Data for this task:
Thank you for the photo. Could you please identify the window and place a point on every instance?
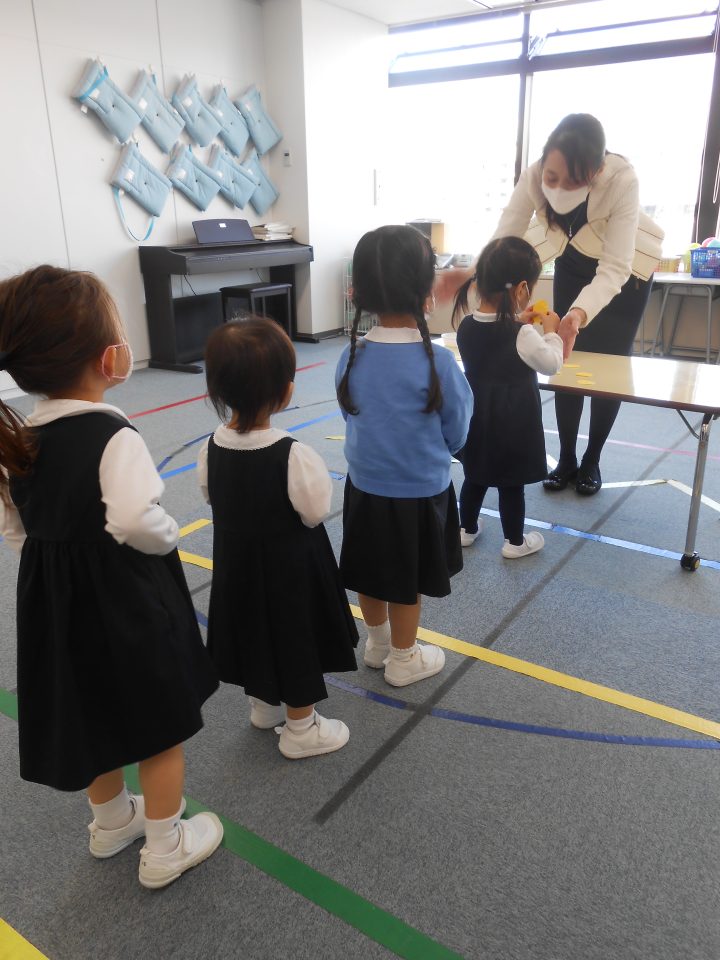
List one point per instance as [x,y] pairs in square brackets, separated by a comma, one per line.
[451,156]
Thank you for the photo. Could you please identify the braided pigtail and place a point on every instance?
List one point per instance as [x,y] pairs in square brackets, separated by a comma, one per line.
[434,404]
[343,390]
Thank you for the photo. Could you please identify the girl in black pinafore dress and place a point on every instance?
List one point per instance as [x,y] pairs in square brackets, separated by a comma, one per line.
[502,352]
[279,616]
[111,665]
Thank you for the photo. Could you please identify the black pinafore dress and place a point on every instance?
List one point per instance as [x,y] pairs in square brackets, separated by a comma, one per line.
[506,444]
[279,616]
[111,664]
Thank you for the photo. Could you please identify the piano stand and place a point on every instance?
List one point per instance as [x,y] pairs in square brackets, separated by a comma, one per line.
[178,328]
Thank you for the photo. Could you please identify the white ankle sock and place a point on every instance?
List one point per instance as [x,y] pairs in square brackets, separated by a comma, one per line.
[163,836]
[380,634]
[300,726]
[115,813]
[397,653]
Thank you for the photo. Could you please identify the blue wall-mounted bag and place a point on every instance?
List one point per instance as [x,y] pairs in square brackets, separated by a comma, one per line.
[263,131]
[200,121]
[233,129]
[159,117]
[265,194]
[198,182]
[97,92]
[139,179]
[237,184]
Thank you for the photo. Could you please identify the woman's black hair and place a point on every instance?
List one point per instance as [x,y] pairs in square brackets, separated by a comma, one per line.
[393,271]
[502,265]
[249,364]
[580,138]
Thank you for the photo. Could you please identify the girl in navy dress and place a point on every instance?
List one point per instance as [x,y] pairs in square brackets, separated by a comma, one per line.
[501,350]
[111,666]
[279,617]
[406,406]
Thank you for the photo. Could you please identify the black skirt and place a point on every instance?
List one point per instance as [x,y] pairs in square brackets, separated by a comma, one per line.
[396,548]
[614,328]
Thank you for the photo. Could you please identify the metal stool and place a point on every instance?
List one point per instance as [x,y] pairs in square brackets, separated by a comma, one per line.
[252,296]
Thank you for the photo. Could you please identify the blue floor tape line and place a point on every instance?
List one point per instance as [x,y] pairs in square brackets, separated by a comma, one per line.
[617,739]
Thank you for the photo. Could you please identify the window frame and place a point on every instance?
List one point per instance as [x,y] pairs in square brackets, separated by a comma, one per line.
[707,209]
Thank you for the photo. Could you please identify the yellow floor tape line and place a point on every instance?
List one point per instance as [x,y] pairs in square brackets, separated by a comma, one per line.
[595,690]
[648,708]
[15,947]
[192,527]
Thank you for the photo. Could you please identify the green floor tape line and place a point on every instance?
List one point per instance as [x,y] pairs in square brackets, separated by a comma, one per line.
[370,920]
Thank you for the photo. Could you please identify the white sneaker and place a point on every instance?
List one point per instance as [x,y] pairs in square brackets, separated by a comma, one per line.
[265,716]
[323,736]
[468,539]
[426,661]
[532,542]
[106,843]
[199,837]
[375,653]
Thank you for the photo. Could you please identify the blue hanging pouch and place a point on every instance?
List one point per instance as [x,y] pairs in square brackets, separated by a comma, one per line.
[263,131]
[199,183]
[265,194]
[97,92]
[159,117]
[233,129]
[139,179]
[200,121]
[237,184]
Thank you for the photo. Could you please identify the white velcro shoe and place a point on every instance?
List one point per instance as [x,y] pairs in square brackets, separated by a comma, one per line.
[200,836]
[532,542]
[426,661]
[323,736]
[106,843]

Work instruction:
Through the line containing "Thank you for the photo. Could you please identify the piano" and no further, restate the data above word for word from its first line, leaving out pictures.

Solution to this problem:
Thank you for the photo. Could you please identify the window and place a point on every instance?
List one point per instance as [x,y] pairs in square brackets, separated by a comma, one per line.
[451,156]
Thank you for the photo. Could you please identify the braided pigtail and place a point on every instance?
List one point per instance as [x,y] pairs in square brackets, separated by a comma, one per line.
[434,404]
[343,390]
Thank you for the photo. Could you please identify the girl in black pinafore dress and place a point on every instance?
List one point per instance as [x,y] pairs in square brackets, separated by a comma, one per line.
[502,352]
[279,616]
[111,665]
Thank you for the photo. Could you please identify the black pinafore dress and place a point on every instance?
List one point per instance as [x,y] pairs in square brackets, separated by a comma, one per line.
[506,444]
[279,616]
[111,664]
Thank you for the photo. Could you please identify the piano stand and place a point on every instance?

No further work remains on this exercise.